EXERCISE:
Locate each line in the rows below that contains the word "snowy" and copy those lines out.

Items listed in a dataset:
[start]

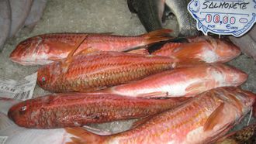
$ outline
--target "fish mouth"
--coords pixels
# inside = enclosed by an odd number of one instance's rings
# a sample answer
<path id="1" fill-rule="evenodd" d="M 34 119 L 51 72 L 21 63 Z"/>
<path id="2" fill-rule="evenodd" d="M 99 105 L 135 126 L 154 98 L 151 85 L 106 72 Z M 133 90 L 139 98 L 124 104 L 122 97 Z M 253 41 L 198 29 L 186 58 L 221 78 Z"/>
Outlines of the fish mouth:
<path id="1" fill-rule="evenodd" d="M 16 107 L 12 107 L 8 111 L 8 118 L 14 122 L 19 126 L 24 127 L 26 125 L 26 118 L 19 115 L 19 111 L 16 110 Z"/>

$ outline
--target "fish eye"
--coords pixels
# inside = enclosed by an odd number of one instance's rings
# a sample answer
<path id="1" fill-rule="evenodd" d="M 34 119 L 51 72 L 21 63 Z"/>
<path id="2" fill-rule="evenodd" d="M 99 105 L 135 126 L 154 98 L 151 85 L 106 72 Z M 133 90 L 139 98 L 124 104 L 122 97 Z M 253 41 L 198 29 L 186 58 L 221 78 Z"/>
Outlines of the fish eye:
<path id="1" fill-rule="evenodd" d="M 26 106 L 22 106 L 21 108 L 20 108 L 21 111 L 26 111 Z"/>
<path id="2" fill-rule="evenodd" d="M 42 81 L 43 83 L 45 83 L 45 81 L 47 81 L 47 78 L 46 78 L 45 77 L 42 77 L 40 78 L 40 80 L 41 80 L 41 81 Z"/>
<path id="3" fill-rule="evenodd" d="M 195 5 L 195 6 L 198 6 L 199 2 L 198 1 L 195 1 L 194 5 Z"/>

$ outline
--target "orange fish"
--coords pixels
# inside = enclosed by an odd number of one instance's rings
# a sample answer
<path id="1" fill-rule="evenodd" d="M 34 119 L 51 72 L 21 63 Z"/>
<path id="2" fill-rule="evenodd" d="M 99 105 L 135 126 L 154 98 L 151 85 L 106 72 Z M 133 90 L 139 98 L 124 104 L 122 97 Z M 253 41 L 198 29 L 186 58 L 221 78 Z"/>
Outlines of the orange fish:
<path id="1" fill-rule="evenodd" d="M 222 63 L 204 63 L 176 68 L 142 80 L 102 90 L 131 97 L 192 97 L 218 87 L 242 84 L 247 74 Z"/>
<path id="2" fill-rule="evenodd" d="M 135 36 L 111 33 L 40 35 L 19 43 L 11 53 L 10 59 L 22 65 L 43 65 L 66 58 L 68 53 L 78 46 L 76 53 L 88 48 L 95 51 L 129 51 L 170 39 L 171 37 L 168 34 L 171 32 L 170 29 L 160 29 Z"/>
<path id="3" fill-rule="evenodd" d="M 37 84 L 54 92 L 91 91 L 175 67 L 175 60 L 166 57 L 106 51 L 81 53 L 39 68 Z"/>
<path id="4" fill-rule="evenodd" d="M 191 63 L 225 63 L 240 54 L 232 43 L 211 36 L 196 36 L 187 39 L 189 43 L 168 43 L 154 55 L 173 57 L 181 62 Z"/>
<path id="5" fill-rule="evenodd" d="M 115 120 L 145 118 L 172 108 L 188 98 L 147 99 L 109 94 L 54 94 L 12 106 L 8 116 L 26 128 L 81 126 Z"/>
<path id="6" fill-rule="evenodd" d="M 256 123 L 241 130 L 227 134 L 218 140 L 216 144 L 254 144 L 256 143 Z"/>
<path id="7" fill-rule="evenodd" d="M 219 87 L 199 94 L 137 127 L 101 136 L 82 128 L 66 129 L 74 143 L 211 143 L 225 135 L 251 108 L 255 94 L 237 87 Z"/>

[end]
[start]

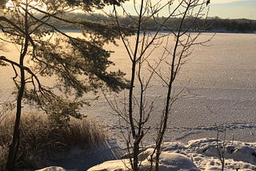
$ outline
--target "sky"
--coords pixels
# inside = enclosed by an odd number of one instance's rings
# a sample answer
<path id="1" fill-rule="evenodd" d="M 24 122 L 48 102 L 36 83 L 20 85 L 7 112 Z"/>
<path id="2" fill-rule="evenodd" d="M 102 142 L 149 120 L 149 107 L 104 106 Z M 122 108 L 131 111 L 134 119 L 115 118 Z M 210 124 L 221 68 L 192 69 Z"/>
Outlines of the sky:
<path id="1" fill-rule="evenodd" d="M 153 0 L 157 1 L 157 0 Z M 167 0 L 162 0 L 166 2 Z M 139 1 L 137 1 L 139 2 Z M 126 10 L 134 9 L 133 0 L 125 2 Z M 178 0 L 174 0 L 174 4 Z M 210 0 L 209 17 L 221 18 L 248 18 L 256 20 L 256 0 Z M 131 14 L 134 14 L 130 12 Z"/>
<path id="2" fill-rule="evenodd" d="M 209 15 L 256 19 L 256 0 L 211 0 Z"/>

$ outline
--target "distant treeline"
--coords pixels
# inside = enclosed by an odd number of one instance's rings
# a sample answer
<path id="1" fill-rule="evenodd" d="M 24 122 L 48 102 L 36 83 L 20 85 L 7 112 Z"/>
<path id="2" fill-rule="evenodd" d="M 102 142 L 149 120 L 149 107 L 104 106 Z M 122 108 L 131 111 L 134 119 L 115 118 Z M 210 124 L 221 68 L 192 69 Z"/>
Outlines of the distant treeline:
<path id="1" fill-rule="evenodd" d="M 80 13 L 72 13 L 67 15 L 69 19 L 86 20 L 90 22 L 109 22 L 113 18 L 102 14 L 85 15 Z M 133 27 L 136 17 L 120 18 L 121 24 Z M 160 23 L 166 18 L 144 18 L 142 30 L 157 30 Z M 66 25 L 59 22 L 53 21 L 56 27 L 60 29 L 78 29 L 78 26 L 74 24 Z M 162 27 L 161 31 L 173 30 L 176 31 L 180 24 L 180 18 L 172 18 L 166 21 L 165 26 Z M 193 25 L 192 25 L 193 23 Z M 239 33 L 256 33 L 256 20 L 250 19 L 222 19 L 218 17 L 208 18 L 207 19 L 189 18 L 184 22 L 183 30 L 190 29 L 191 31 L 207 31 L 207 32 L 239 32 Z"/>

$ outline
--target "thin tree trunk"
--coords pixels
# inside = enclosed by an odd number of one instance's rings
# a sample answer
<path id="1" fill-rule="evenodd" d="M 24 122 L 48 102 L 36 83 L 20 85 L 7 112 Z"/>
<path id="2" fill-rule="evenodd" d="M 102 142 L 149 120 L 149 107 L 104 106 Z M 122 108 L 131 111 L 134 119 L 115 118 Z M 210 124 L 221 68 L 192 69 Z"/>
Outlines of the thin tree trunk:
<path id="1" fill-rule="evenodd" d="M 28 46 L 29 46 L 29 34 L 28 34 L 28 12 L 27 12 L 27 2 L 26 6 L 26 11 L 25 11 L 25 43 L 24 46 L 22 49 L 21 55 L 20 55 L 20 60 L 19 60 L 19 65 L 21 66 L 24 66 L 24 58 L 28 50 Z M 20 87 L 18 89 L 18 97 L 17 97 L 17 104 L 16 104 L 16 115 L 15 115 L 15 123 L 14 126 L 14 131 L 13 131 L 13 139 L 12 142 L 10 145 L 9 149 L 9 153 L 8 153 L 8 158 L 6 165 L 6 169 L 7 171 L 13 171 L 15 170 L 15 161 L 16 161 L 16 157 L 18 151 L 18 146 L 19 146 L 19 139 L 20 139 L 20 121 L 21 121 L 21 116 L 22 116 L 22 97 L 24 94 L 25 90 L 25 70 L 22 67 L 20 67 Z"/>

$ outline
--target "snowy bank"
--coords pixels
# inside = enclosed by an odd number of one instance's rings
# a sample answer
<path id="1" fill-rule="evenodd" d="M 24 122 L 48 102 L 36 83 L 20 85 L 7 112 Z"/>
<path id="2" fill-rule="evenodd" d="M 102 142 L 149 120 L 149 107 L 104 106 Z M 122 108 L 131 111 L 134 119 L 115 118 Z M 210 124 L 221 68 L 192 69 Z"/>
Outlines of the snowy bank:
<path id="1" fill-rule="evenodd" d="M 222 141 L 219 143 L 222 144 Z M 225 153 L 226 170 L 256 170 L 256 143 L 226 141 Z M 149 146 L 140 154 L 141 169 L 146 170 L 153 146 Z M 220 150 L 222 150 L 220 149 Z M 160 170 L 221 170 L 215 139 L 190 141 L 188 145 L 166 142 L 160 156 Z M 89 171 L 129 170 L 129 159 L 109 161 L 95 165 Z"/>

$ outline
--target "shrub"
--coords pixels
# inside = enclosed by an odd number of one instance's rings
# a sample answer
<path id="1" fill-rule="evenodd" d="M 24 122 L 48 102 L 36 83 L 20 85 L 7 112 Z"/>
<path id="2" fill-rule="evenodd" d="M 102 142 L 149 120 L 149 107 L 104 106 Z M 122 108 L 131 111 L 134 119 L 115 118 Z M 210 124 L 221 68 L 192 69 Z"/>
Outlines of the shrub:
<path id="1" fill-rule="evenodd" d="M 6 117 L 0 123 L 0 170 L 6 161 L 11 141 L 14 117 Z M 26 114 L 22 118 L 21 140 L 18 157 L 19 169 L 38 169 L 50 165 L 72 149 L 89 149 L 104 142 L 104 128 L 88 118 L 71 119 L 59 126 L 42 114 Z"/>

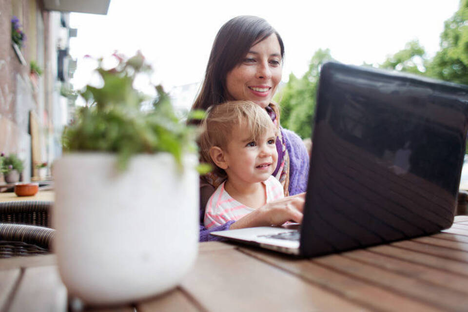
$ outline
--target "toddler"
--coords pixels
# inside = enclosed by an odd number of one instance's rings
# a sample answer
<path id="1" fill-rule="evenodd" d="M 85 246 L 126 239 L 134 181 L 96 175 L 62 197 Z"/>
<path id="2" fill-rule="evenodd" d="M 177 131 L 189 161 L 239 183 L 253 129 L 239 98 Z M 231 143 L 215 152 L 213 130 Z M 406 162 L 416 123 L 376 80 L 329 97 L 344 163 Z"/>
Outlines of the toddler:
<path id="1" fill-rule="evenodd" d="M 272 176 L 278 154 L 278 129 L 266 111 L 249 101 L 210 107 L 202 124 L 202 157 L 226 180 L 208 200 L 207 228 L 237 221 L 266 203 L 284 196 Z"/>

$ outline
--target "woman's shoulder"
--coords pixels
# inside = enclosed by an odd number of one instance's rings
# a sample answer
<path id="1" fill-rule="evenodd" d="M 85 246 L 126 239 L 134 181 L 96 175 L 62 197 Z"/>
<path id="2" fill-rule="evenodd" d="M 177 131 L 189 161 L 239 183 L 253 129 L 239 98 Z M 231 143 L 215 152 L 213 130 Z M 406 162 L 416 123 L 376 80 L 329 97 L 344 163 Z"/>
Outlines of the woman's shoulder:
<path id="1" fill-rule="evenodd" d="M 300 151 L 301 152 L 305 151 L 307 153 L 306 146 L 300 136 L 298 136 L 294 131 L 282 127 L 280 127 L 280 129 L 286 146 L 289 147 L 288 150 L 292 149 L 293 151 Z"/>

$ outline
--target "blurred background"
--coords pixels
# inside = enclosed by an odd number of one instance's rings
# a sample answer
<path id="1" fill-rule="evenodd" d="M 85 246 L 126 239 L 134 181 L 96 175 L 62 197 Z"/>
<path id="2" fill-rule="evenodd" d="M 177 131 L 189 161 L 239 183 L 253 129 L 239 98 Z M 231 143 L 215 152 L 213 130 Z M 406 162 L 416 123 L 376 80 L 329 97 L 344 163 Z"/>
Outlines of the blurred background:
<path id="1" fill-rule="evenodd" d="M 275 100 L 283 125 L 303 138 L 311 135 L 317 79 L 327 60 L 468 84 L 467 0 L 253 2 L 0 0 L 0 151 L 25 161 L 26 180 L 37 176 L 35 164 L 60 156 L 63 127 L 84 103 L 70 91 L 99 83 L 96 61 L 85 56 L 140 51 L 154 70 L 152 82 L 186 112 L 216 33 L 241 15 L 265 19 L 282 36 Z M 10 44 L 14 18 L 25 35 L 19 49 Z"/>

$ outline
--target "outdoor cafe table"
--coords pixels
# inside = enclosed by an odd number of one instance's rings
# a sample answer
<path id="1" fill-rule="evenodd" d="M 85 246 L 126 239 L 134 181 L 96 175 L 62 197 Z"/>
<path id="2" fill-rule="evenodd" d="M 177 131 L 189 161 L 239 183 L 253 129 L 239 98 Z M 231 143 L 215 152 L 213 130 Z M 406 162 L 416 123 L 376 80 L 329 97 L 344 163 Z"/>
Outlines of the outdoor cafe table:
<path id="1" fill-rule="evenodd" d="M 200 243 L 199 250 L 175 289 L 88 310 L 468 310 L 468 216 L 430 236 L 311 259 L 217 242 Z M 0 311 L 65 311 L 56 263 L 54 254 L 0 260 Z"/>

[end]

TASK ANSWER:
--target "snowy bank"
Outlines of the snowy bank:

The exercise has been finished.